# Task brief
Extract, verbatim, all lines starting at the one containing "the white blouse" and ending with the final line of the listing, and no others.

# Input data
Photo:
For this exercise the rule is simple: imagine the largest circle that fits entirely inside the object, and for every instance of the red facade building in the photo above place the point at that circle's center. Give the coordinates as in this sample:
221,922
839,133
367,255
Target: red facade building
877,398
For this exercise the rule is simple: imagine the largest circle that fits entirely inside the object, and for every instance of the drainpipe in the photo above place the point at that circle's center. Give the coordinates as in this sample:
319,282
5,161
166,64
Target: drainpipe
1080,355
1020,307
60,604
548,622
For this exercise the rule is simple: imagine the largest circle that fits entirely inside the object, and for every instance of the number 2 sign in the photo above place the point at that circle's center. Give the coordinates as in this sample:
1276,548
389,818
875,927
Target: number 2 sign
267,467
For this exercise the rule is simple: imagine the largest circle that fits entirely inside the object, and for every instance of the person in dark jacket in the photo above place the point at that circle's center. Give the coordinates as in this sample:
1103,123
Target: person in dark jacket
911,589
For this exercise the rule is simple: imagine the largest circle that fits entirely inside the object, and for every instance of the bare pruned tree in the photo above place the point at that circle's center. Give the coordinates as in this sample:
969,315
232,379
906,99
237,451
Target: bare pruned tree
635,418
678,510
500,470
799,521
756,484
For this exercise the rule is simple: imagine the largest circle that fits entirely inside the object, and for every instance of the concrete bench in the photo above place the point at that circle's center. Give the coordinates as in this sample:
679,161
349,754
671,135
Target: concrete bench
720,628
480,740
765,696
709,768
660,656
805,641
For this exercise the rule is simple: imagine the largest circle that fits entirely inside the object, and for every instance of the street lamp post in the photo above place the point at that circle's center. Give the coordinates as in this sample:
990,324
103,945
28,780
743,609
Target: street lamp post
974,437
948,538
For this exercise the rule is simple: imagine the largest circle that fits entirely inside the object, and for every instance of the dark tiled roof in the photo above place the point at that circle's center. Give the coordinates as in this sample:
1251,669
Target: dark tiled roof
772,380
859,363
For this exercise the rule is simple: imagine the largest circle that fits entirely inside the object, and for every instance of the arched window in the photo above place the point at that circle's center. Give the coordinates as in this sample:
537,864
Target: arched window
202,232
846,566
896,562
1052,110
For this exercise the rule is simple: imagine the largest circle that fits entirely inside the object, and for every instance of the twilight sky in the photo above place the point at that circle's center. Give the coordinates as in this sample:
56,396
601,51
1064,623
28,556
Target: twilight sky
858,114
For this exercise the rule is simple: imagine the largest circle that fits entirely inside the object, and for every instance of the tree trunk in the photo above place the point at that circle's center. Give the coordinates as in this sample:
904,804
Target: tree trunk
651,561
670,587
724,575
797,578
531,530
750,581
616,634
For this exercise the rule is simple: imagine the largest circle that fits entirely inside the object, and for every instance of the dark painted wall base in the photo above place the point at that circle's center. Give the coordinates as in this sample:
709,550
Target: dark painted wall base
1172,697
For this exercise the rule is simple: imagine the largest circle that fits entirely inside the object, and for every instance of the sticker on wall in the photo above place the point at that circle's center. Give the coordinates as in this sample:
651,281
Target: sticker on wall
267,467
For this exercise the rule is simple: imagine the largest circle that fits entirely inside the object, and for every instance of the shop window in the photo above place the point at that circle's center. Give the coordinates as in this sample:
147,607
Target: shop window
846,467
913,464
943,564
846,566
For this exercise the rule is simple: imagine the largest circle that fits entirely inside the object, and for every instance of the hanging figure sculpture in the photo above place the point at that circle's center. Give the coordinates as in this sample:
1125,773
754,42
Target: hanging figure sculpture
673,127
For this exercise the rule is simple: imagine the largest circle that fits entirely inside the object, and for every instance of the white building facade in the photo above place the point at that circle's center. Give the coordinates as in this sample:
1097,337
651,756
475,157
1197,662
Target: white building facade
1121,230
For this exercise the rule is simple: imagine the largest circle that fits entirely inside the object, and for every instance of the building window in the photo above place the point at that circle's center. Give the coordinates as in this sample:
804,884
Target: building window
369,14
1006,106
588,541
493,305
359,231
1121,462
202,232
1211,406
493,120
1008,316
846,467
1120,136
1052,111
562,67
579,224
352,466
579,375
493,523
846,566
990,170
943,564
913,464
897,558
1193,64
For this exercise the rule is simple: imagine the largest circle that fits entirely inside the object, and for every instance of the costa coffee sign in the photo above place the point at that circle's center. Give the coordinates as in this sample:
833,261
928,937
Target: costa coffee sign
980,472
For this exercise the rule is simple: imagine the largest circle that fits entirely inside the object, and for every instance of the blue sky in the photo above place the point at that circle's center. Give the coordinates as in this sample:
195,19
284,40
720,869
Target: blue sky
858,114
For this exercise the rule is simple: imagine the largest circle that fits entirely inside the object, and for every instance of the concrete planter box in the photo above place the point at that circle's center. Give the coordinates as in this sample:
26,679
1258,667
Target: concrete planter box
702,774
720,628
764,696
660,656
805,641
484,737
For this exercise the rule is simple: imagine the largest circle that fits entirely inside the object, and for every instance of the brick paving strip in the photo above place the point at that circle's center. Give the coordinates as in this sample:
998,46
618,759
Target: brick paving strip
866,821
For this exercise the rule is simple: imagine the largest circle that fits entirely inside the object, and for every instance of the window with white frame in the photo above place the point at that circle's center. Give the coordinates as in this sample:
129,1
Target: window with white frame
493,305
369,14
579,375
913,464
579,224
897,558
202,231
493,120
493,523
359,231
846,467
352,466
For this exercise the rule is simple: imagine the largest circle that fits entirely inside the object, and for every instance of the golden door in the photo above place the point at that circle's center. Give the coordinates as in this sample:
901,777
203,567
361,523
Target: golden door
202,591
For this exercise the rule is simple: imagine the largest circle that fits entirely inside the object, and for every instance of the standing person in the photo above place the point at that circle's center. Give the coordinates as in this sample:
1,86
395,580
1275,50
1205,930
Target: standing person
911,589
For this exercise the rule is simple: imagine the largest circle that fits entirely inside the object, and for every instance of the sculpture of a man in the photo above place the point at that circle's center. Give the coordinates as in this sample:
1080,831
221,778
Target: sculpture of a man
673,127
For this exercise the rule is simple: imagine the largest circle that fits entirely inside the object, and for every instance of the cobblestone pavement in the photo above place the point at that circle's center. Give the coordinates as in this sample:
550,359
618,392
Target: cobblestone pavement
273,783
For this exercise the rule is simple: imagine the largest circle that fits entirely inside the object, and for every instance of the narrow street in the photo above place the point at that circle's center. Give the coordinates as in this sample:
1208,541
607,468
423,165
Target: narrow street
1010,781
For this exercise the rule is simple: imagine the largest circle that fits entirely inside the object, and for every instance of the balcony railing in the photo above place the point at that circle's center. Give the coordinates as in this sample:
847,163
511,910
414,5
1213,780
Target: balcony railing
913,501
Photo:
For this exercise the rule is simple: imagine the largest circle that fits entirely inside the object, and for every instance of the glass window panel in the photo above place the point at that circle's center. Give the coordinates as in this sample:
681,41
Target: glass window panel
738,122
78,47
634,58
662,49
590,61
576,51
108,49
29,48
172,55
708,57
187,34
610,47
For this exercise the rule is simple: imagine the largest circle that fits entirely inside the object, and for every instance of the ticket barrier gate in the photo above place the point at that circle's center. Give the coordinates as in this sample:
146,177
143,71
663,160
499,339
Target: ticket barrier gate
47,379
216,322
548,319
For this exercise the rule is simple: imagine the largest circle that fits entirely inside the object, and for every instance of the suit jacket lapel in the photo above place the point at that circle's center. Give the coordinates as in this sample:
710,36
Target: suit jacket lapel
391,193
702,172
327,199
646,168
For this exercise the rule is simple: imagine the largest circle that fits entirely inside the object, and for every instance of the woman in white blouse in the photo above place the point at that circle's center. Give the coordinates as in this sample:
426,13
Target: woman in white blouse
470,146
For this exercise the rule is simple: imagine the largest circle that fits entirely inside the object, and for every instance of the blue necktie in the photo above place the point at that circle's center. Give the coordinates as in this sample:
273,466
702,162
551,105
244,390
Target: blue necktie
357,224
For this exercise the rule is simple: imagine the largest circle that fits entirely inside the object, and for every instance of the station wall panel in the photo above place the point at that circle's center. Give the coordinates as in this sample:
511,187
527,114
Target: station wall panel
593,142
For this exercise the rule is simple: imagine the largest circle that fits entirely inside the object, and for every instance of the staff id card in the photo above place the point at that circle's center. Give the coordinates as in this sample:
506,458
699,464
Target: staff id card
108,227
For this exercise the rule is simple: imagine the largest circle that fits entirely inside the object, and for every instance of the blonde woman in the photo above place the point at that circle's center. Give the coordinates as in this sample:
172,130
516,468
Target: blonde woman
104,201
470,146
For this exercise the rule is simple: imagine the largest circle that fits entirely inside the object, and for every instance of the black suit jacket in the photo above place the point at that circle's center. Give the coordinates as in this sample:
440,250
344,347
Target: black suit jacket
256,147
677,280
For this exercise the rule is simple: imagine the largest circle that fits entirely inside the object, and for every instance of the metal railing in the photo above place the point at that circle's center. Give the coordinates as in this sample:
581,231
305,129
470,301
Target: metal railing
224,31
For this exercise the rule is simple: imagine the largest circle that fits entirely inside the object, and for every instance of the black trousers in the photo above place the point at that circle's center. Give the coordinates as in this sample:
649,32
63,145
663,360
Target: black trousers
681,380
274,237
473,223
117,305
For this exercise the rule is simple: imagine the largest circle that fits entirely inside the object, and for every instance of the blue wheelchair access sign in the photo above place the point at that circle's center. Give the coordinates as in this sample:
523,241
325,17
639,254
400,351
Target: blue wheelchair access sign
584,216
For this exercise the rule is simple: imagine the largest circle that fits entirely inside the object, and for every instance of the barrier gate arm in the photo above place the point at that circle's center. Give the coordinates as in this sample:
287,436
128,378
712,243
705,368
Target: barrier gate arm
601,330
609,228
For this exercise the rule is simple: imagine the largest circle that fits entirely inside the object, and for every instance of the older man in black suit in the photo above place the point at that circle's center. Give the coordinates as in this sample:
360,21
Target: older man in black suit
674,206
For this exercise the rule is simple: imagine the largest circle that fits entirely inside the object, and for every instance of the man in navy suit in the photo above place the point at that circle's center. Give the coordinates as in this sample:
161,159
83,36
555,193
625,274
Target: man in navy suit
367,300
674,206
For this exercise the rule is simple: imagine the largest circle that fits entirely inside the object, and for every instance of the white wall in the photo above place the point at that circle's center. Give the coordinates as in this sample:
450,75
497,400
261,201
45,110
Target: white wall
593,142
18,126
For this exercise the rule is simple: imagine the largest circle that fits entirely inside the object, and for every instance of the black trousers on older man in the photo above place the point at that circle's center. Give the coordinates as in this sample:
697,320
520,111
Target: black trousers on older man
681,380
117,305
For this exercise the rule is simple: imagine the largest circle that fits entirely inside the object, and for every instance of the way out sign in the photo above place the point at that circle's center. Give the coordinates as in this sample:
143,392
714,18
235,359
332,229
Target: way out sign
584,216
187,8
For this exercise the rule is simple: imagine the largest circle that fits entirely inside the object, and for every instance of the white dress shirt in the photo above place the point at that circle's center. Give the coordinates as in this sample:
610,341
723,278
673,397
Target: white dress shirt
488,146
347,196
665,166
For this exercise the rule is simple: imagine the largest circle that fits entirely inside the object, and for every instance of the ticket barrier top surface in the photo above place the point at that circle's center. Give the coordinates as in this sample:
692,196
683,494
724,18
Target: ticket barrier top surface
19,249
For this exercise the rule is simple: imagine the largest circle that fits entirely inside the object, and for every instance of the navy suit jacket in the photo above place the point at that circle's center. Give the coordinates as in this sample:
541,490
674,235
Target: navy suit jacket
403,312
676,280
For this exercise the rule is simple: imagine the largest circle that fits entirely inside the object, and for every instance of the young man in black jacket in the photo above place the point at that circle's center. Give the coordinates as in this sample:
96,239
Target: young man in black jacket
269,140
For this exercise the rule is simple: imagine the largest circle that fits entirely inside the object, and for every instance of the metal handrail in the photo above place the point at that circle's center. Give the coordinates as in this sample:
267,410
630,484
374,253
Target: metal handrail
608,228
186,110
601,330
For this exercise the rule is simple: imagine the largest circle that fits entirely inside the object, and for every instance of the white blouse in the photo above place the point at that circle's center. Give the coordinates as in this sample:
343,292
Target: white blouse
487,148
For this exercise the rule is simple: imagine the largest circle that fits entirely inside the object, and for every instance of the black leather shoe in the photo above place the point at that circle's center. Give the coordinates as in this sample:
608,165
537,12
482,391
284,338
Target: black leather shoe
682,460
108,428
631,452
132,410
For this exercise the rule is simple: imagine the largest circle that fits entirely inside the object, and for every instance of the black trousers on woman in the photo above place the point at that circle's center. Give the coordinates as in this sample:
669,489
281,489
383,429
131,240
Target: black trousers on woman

# Exercise output
For this exercise the rule is simple: imagine the largest circle that fits entirely inside the object, and for every instance of the white blouse in the photo above place the point at that circle's center. Give the coordinates as in this sample:
343,292
Target: white blouse
487,148
For this exercise the rule is simple: imagine the largest circle that fits entirely inside the object, and for every instance of the black leather shoe in the photo above place the point at that circle's center. Give the coordinates as in this sample:
608,165
537,12
482,391
284,338
Target: black leather shoe
682,460
108,428
631,452
132,410
For this exercise the rule is simple: imagine the largest circle that fits entirely inside the object, and for every instance of the black trousers on woman in the photo above place the point at that circle's center. Give the coordinates as in this sample:
669,489
281,489
383,429
131,240
Target: black trousers on woman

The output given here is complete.